TEXTE À LIRE:
+--
Ce substitut est l’image ; à côté des sensations proprement dites, lesquelles, de leur nature, sont temporaires, attachées à l’ébranlement des nerfs, presque toujours incapables de renaître spontanément, et situées dans les centres sensitifs, il y a en nous une autre série d’événements absolument analogues, lesquels, de leur nature, sont durables, survivent à l’ébranlement du nerf, peuvent renaître spontanément et sont situés dans les hémisphères ou lobes cérébraux. Ce sont eux que nous avons nommés images. — Voilà un second groupe de sensations, si semblables aux premières qu’on peut les appeler sensations réviviscentes, et qui répètent les premières, comme une copie répète un original ou comme un écho répète un son. À ce titre, elles ont les propriétés des premières, elles les remplacent en leur absence, et, faisant le même office, elles doivent donner lieu au même travail mental.

C’est ce que nous a déjà montré l’expérience. Plus {p. 16}elles deviennent complètes, c’est-à-dire intenses et précises, plus l’opération qu’elles suscitent est voisine de l’hallucination. Représentez-vous tel objet que vous connaissez bien, par exemple telle petite rivière entre des peupliers et des saules. Si vous avez l’imagination nette et si, tranquille au coin de votre feu, vous vous laissez absorber par cette rêverie, vous verrez bientôt les moires luisantes de la surface, les feuilles jaunâtres ou cendrées qui descendent le courant, les faibles remous qui font trembler les cressons, la grande ombre froide des deux files d’arbres ; vous entendrez presque le chuchotement éternel des hautes cimes et le vague bruissement de l’eau froissée contre ses bords. Des fragments de vos sensations anciennes ont ressuscité en vous ; vous avez revu, les yeux fermés, des bouts de vert, de bleu, de luisant sombre ; il vous est revenu des restes de sons ; et, toutes proportions gardées, en petit, incomplètement, ces débris survivants de la sensation primitive ont eu le même effet que la sensation primitive ; le travail hallucinatoire s’est fait à demi.
+--
VOTRE TÂCHE:
Recopiez à l'identique, s'il vous plaît, le passage du texte sur les images et les sensations compris entre "Ce substitut est" et "même travail mental.", ces deux extraits inclus. Les lignes qui suivent ne sont pas nécessaires ici.
+--
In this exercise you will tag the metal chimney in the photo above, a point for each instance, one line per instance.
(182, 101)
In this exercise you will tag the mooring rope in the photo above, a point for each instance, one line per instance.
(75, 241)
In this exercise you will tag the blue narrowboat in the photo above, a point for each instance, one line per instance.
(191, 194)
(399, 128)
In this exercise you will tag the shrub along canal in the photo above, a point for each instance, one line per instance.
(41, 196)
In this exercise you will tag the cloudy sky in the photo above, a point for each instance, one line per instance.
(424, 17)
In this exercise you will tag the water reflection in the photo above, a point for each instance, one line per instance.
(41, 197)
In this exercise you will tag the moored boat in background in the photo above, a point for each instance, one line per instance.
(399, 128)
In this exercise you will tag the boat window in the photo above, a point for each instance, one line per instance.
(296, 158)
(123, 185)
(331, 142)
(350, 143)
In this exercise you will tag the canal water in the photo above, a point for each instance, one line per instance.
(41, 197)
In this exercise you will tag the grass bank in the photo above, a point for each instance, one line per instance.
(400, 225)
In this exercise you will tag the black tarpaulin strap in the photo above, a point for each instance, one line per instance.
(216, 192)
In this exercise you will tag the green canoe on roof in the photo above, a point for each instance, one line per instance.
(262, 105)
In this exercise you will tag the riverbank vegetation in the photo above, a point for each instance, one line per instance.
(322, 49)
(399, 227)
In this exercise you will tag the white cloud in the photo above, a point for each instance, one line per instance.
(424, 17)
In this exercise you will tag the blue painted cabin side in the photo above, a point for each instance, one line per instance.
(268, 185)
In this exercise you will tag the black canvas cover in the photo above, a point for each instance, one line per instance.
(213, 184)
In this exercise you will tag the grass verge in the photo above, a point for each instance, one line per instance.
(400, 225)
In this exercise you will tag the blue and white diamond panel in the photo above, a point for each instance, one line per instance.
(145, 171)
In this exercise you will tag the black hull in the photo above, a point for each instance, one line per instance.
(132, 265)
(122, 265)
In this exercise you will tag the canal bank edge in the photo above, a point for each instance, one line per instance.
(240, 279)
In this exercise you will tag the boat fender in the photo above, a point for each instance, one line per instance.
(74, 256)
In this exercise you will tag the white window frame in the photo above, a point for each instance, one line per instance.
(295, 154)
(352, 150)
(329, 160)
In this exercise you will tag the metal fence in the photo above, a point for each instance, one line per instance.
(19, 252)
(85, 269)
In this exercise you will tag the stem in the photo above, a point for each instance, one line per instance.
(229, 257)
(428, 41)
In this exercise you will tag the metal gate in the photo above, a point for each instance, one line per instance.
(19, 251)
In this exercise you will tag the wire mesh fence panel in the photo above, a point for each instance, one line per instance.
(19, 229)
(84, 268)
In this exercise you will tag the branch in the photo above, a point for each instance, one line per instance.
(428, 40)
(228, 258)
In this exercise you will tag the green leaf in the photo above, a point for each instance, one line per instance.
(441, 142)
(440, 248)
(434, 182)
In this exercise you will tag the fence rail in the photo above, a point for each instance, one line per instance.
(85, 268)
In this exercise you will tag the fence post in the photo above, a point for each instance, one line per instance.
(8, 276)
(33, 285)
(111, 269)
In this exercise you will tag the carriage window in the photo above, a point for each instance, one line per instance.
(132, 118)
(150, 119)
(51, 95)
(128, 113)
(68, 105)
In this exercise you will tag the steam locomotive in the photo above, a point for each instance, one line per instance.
+--
RÉPONSE RÉDIGÉE:
Ce substitut est l’image ; à côté des sensations proprement dites, lesquelles, de leur nature, sont temporaires, attachées à l’ébranlement des nerfs, presque toujours incapables de renaître spontanément, et situées dans les centres sensitifs, il y a en nous une autre série d’événements absolument analogues, lesquels, de leur nature, sont durables, survivent à l’ébranlement du nerf, peuvent renaître spontanément et sont situés dans les hémisphères ou lobes cérébraux. Ce sont eux que nous avons nommés images. — Voilà un second groupe de sensations, si semblables aux premières qu’on peut les appeler sensations réviviscentes, et qui répètent les premières, comme une copie répète un original ou comme un écho répète un son. À ce titre, elles ont les propriétés des premières, elles les remplacent en leur absence, et, faisant le même office, elles doivent donner lieu au même travail mental.